##### Document #####

United States District Court, E.D. Missouri, Eastern Division

May 9, 2018

CENTRAL BANK OF ST. LOUIS, Plaintiff,
v.
ORHI 2000, LLC, et al., Defendants.

          MEMORANDUM AND ORDER

          AUDREY G. FLEISSIG UNITED STATES DISTRICT JUDGE.

         This diversity matter for breach of a settlement agreement is before the Court on the motion of Plaintiff Central Bank of St. Louis (“Central Bank”) for judgment on the pleadings against all Defendants except Sakeba Issa (ECF No. 10); and Central Bank's separate motion for default judgment against Sakeba Issa (ECF No. 15). For the reasons set forth below, both motions will be granted, and final judgment will be entered.

         Central Bank alleges in its complaint that it purchased rights to a loan in the principal amount of approximately $6, 000, 000 owed by Defendant ORHI 2000, LLC (“ORHI”), and guaranteed by Defendants Sultan Issa and Sultan Issa as Trustee of the Sultan S. Issa Living Trust (jointly, “the Guarantors”). The loan went into default, and on January 23, 2017, Central Bank brought suit against ORHI, the Guarantors, and Sultan Issa's spouse, Sakeba Issa, who had executed, along with Sultan Sakeba, a Consent and Waiver of Marital Rights (“spousal waiver”) pursuant to which Sakeba Issa agreed not to assert any interest in spousal property as against Central Bank with respect to Sultsan Issa's obligations to Central Bank. Central Bank of St. Louis v. ORHI 2000, LLC, 4:17CV00262 DDN (E.D. Mo. 2017). On March 31, 2007, the parties entered into a Forbearance and Settlement Agreement that set forth terms for repayment of the indebtedness, which at that point equaled approximately $3, 000, 000. The lawsuit was dismissed without prejudice on August 1, 2017, in light of the Settlement Agreement.

##### Records supplied #####

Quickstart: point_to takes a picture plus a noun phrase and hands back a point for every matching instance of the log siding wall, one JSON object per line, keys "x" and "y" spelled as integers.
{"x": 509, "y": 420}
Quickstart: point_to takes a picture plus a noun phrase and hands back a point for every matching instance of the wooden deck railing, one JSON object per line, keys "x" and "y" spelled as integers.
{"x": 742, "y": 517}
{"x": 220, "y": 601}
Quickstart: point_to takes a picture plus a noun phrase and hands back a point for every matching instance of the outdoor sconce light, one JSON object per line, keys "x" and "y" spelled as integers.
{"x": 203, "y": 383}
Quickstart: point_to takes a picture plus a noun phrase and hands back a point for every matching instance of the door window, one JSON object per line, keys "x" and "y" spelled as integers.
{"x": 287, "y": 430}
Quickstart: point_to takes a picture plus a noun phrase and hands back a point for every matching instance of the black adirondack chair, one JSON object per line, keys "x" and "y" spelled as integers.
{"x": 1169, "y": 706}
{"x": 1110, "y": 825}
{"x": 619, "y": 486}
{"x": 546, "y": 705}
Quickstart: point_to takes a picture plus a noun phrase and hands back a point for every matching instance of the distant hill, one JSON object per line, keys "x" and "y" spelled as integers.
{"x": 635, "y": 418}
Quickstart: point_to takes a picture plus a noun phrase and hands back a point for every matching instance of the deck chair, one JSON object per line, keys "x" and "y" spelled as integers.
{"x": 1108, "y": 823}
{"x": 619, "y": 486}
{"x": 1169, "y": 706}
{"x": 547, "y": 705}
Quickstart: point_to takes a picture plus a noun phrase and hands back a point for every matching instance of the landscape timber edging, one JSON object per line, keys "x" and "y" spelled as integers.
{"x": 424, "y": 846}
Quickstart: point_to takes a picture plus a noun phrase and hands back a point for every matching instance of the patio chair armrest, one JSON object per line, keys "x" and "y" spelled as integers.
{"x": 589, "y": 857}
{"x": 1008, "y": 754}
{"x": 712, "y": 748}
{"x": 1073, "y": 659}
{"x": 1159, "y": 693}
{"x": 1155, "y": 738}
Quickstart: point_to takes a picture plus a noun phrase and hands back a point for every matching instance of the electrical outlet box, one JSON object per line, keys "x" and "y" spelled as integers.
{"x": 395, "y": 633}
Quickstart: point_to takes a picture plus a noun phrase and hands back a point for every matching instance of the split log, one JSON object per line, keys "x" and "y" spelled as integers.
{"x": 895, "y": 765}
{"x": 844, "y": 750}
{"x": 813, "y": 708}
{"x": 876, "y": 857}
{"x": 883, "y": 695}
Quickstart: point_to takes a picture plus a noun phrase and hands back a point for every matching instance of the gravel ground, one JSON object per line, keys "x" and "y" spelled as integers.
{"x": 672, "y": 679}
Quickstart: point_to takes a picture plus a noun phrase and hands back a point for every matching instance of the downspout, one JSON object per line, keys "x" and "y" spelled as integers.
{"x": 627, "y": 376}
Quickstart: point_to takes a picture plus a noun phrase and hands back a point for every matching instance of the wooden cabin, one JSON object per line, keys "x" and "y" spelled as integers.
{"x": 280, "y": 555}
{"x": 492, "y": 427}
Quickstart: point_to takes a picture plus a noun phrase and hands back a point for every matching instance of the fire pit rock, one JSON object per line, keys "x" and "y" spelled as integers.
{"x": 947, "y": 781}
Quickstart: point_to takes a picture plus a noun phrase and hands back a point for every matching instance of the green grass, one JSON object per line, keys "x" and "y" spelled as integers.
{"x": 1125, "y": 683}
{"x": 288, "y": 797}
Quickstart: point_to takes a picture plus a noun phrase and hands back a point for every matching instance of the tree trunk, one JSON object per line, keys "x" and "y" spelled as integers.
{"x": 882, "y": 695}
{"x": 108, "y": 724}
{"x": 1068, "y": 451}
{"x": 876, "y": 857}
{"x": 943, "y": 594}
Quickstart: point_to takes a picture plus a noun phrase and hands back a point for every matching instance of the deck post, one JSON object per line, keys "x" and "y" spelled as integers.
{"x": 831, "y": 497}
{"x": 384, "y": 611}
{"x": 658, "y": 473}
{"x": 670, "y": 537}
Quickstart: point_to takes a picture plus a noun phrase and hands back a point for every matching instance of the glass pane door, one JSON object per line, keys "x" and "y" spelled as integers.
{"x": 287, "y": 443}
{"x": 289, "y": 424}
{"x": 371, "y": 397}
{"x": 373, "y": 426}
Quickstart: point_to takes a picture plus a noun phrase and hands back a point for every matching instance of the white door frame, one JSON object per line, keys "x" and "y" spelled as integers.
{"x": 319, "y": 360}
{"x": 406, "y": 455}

#####

Edit the court order's passage that opens with the words containing "AUDREY G. FLEISSIG" and closes with "will be entered." so that "diversity matter" becomes "diversity case", and write out the edited passage.

AUDREY G. FLEISSIG UNITED STATES DISTRICT JUDGE.

         This diversity case for breach of a settlement agreement is before the Court on the motion of Plaintiff Central Bank of St. Louis (“Central Bank”) for judgment on the pleadings against all Defendants except Sakeba Issa (ECF No. 10); and Central Bank's separate motion for default judgment against Sakeba Issa (ECF No. 15). For the reasons set forth below, both motions will be granted, and final judgment will be entered.